> **SCHRIFTLICHER AUFTRAG A**:
Geben Sie den folgenden Dokumentauszug über Putins Gesichtswahrung vollständig und zeichengetreu wieder.

> **DOKUMENTAUSZUG**:
▼
Sich um Putins Gesichtswahrung Sorgen zu machen, ist eine Verrücktheit – seine Macht bewegt sich jenseits aller Realität, auch jener des Krieges
NZZ, Timothy Snyder, 18.06.2022
Zurzeit kursiert im kriegsmüden Westen die Idee, dass man Putin die Brücke für einen sanften Ausweg aus einem Krieg bauen müsse, in dem Russland eine Niederlage droht. Konkret gemeint sind territoriale Zugeständnisse der Ukraine. Eine krasse Fehleinschätzung.
Manche Beobachter des russisch-ukrainischen Krieges scheinen zu glauben, dass die grösste Gefahr darin bestehe, dass die Ukraine gewinnen oder zu schnell gewinnen könnte und dass dies für Putin einen Gesichtsverlust darstellen würde, den man ihm besser ersparen sollte.
▲
> **ANGEZEIGTE EINTRÄGE**:
▼
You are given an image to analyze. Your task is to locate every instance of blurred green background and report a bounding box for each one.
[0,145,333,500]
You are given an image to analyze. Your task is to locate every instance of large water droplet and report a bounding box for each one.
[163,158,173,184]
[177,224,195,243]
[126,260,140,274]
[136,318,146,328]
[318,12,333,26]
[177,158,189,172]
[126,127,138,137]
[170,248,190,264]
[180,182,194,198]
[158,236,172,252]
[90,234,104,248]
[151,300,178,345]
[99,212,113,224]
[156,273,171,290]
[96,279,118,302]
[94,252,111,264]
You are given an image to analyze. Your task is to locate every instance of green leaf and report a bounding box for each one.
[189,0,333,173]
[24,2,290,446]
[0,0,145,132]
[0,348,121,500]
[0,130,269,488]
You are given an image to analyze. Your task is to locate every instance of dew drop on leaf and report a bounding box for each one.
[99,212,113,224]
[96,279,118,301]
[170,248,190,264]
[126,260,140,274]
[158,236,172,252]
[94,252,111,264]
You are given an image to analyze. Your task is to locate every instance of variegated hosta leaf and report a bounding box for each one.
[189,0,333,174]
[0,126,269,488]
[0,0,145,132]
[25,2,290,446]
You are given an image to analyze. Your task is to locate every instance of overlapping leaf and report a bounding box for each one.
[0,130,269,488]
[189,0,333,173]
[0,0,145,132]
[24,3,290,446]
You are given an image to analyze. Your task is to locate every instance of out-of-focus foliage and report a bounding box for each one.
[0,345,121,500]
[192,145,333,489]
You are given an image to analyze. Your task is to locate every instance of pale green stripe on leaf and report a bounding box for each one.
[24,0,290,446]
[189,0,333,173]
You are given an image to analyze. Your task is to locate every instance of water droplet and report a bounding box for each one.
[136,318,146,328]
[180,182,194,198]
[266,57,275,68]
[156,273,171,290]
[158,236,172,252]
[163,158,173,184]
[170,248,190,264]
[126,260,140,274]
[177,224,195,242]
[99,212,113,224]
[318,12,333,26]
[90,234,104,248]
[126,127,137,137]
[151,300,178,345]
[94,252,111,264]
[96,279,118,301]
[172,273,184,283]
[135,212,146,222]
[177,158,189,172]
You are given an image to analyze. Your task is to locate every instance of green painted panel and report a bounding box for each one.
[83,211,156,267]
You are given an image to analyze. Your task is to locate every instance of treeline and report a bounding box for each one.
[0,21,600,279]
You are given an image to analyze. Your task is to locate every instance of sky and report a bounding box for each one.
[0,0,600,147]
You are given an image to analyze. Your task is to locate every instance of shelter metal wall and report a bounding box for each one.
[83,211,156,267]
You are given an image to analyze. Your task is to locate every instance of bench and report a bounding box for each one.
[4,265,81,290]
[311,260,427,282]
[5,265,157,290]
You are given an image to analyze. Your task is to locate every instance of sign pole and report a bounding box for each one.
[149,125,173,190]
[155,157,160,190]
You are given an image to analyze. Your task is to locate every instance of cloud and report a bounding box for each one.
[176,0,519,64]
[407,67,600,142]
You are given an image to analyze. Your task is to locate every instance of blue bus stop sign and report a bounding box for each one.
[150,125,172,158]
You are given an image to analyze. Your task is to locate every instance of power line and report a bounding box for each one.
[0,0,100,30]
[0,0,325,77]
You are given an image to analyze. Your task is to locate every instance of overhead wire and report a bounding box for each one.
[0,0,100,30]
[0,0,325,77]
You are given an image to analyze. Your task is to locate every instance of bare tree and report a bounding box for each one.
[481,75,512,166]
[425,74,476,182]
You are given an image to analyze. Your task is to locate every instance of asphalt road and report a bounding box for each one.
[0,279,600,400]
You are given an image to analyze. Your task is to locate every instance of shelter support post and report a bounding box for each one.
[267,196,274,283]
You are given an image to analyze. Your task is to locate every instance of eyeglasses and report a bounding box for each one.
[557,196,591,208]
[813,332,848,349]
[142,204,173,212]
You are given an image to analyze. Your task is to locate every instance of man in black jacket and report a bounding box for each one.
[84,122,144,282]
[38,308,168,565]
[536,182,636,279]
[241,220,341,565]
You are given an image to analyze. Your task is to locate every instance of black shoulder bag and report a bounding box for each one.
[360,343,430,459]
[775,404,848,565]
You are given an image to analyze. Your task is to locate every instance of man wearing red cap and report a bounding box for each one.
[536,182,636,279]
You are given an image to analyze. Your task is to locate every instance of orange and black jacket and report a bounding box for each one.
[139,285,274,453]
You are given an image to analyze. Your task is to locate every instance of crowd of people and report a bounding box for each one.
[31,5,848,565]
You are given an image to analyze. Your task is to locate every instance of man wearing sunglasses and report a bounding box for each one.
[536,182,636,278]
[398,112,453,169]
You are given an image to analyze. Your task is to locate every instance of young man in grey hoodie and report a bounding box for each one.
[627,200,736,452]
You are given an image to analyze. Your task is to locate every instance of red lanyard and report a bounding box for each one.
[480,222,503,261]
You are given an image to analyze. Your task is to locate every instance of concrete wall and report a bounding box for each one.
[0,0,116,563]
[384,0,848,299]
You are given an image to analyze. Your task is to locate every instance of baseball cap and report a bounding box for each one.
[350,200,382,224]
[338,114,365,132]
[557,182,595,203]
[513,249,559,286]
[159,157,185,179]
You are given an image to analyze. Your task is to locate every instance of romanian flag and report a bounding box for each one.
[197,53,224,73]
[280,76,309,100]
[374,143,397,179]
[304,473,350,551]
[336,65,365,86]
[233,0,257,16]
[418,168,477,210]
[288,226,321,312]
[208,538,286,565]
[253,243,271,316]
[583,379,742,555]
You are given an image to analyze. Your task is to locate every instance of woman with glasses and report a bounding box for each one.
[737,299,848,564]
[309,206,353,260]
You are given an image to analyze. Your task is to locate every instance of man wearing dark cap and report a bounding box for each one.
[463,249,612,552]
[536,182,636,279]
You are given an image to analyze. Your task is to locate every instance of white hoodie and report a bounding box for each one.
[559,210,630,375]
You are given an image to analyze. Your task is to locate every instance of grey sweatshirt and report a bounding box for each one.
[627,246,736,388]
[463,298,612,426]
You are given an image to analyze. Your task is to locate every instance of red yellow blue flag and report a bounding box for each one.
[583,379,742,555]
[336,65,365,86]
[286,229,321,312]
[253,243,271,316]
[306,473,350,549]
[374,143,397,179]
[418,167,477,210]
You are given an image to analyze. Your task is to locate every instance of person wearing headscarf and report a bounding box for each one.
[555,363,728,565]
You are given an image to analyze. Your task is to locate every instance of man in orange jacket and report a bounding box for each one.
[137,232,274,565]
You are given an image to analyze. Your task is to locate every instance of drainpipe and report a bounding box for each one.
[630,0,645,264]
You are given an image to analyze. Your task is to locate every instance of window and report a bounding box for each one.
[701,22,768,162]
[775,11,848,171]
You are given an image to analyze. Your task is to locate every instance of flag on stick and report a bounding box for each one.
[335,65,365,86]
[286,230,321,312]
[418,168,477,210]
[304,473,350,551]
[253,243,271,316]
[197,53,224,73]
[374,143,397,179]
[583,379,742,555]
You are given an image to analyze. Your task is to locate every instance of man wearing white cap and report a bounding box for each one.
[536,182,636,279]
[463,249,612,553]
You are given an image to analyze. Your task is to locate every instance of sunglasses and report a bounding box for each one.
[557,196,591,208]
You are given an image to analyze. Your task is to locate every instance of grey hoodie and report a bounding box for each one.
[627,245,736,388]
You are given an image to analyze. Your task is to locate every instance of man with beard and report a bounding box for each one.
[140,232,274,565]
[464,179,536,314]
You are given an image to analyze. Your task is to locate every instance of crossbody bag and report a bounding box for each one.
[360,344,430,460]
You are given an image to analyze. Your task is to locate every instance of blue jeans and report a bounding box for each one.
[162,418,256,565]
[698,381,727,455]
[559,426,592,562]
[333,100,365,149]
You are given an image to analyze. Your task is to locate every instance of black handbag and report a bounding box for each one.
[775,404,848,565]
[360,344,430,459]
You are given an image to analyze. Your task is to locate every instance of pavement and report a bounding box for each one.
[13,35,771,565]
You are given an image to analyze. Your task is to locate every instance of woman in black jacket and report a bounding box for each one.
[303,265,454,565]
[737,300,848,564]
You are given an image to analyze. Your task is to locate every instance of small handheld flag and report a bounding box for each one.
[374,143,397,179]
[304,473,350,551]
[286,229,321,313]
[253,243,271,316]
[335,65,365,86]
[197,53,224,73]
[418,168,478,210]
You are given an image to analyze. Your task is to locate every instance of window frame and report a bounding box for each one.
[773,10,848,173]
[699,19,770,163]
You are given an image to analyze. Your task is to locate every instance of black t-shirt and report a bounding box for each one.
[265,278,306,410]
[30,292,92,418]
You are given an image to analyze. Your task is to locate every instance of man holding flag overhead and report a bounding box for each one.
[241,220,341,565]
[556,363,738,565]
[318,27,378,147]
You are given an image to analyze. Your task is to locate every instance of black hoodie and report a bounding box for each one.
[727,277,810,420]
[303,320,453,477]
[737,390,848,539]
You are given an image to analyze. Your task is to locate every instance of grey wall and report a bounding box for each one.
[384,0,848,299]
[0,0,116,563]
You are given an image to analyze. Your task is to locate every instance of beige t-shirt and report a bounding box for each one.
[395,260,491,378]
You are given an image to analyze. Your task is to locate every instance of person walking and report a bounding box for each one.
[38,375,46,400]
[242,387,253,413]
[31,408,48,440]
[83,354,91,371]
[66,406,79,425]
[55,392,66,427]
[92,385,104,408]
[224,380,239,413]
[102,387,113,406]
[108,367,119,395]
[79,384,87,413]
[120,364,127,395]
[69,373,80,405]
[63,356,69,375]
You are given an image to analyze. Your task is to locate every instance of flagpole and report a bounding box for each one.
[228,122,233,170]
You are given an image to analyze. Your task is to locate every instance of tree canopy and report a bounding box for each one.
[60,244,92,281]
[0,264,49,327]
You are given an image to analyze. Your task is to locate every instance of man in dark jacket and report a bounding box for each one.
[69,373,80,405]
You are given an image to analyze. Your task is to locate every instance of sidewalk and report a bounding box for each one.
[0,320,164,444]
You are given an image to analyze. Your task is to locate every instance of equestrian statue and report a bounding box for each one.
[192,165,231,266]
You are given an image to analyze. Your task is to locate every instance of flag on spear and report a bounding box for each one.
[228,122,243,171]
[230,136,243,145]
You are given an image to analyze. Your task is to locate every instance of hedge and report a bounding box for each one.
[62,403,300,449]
▲
> **SCHRIFTLICHER AUFTRAG B**:
Überführen Sie die Einträge im Abschnitt von der Zeile mit „of window and“ bis einschließlich der Zeile mit „[775,11,848,171]“ in eine zweispaltige CSV mit den Spalten anweisung und ziel. Legen Sie pro Eintrag eine Zeile an, mit dessen Text und der zugehörigen Antwort jeweils in einem Feld in Anführungszeichen, wobei Zeilenumbrüche durch Leerzeichen ersetzt werden.

> **KORREKTE AUSGABE A**:
Sich um Putins Gesichtswahrung Sorgen zu machen, ist eine Verrücktheit – seine Macht bewegt sich jenseits aller Realität, auch jener des Krieges
NZZ, Timothy Snyder, 18.06.2022
Zurzeit kursiert im kriegsmüden Westen die Idee, dass man Putin die Brücke für einen sanften Ausweg aus einem Krieg bauen müsse, in dem Russland eine Niederlage droht. Konkret gemeint sind territoriale Zugeständnisse der Ukraine. Eine krasse Fehleinschätzung.
Manche Beobachter des russisch-ukrainischen Krieges scheinen zu glauben, dass die grösste Gefahr darin bestehe, dass die Ukraine gewinnen oder zu schnell gewinnen könnte und dass dies für Putin einen Gesichtsverlust darstellen würde, den man ihm besser ersparen sollte.

> **KORREKTE AUSGABE B**:
anweisung,ziel
"You are given an image to analyze. Your task is to locate every instance of window and report a bounding box for each one.","[701,22,768,162] [775,11,848,171]"